*CHALLENGE:* List every line in the records that contains the word "door", treating uppercase and lowercase as different.

*Point annotations for photos:*
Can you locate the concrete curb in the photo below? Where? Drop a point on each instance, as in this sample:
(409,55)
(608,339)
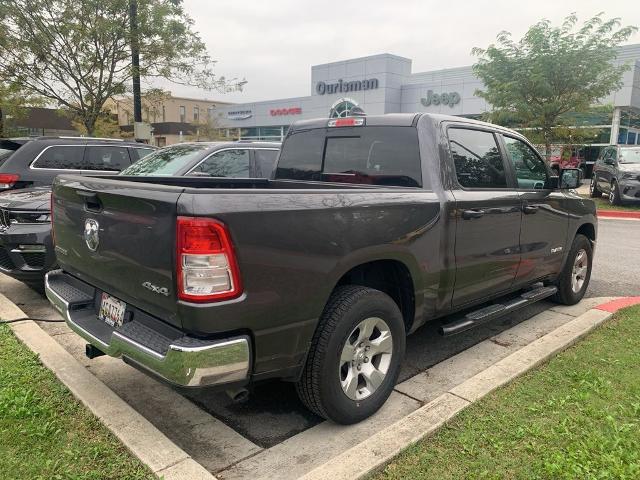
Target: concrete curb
(378,450)
(618,214)
(144,440)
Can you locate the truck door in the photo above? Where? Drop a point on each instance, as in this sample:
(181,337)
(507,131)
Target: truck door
(545,220)
(488,214)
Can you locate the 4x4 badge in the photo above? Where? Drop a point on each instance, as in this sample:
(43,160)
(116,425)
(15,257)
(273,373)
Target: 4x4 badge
(91,235)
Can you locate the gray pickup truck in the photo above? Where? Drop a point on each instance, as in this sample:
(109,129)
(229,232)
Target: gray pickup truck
(370,227)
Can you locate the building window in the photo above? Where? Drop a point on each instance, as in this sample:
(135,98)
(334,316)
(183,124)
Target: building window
(343,108)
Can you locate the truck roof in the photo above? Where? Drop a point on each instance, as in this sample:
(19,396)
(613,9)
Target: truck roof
(388,120)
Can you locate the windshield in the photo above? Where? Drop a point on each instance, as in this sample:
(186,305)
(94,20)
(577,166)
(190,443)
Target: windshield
(167,161)
(629,155)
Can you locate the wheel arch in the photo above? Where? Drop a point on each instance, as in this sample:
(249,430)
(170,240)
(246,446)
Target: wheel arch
(392,275)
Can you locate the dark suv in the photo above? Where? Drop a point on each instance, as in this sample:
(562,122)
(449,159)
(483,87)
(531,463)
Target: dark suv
(26,247)
(35,162)
(617,174)
(27,169)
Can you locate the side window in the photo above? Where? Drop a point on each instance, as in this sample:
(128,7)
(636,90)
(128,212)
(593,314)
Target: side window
(530,169)
(477,159)
(106,157)
(228,163)
(61,157)
(265,162)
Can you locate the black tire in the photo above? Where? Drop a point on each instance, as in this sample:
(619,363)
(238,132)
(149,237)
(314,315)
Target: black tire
(566,294)
(594,191)
(614,194)
(319,387)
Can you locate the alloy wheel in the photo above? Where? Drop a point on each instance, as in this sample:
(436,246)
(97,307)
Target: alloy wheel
(366,358)
(579,272)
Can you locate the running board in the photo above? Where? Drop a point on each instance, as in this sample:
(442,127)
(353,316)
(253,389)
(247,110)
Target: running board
(478,317)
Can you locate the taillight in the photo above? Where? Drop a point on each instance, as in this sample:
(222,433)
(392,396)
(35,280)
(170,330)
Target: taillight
(346,122)
(207,268)
(8,180)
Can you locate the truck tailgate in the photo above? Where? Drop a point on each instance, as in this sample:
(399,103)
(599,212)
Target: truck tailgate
(134,258)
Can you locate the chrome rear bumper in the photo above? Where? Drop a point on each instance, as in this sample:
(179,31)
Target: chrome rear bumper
(185,361)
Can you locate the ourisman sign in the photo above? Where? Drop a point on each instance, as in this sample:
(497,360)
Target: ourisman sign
(341,86)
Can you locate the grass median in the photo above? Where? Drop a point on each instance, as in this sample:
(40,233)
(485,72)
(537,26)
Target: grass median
(45,432)
(577,416)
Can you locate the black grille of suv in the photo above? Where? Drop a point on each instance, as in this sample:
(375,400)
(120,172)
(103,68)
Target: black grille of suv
(34,260)
(5,219)
(5,260)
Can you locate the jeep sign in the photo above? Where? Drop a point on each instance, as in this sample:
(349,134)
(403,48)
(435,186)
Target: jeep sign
(451,99)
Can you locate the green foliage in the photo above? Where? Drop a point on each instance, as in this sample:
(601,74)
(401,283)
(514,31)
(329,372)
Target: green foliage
(551,71)
(78,54)
(576,417)
(12,106)
(45,432)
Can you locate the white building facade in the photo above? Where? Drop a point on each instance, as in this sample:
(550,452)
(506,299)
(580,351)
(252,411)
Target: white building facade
(385,83)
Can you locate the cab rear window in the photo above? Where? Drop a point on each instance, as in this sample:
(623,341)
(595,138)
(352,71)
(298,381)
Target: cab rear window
(363,155)
(5,154)
(167,161)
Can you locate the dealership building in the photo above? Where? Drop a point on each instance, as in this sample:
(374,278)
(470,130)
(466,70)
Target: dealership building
(385,83)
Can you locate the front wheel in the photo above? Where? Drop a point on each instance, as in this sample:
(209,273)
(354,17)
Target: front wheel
(594,191)
(614,194)
(355,355)
(574,279)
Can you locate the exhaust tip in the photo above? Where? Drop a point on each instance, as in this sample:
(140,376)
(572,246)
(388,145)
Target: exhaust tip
(239,395)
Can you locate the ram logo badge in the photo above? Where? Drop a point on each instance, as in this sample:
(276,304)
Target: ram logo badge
(91,234)
(155,289)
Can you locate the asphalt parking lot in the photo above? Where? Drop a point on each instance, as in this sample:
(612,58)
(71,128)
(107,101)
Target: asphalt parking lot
(218,432)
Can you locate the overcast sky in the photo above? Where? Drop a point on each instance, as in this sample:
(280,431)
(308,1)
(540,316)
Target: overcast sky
(274,43)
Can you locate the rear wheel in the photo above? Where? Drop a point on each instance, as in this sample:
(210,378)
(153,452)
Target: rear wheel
(574,279)
(594,192)
(355,355)
(614,194)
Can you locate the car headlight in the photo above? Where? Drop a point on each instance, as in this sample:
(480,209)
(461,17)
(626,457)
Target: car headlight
(30,217)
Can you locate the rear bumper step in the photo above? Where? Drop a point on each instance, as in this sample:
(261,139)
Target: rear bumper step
(179,359)
(483,315)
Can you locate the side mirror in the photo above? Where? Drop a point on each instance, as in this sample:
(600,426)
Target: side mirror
(570,178)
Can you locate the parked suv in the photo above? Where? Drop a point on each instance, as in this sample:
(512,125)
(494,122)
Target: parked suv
(27,169)
(617,174)
(35,162)
(26,248)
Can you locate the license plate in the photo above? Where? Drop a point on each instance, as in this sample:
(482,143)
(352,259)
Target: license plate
(112,310)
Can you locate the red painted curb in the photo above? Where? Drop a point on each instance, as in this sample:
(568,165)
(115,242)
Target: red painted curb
(615,305)
(618,214)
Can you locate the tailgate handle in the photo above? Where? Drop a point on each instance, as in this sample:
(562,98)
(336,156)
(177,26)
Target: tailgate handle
(91,201)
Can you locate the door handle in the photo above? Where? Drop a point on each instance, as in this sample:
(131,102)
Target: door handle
(469,214)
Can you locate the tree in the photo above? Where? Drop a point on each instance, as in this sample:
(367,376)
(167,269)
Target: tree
(551,71)
(106,127)
(13,104)
(78,54)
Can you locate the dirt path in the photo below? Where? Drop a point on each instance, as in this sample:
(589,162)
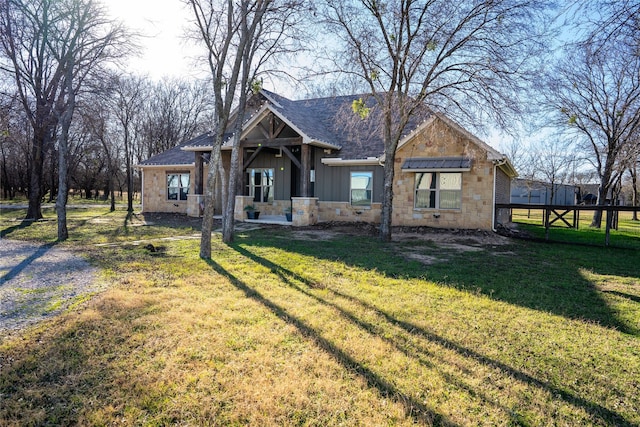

*TASK OUTPUT:*
Can you locate the truck door in the photo above? Where? Drop a point on each instance, as in this sample:
Target: truck door
Can you locate the door handle in the photo above? Where? Drop a point on each instance, as in this sample:
Target: door handle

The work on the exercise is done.